YOUR GOAL:
Transcribe, without any change, the line that includes "In the photo above, where can the stone" and all the lines that come after it in the material below.

DATA:

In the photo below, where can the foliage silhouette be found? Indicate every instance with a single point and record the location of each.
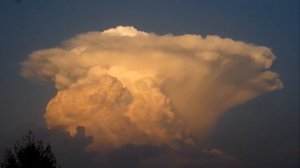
(29, 152)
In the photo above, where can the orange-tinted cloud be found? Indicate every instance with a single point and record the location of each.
(128, 86)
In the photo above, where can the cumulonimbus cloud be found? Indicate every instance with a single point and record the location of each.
(128, 86)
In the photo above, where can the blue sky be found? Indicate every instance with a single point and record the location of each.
(261, 132)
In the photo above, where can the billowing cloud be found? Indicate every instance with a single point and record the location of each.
(131, 87)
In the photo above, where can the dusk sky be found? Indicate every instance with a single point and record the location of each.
(148, 83)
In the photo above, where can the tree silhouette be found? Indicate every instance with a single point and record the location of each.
(29, 152)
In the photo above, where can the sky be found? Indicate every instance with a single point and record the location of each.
(259, 130)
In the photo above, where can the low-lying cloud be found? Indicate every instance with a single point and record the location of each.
(131, 87)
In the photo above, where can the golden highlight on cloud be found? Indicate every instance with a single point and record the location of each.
(127, 86)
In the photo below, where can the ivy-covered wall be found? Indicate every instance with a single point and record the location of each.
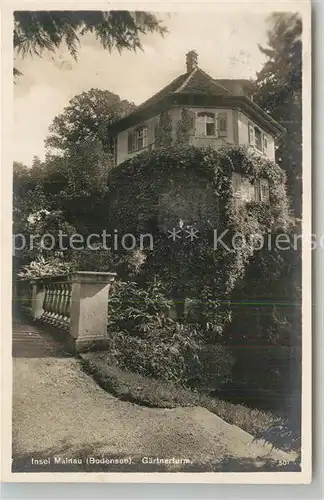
(183, 187)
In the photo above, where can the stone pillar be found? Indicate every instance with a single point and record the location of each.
(37, 300)
(89, 308)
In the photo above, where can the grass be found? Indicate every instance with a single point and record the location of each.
(144, 391)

RESULT OF THE TASK:
In the photo above, where can the stone pillar be found? Indicate every instance with a single point and record the location of each.
(37, 300)
(89, 308)
In the photo above, where can the grass be found? Indicate every instance with a single point and record the location of each.
(144, 391)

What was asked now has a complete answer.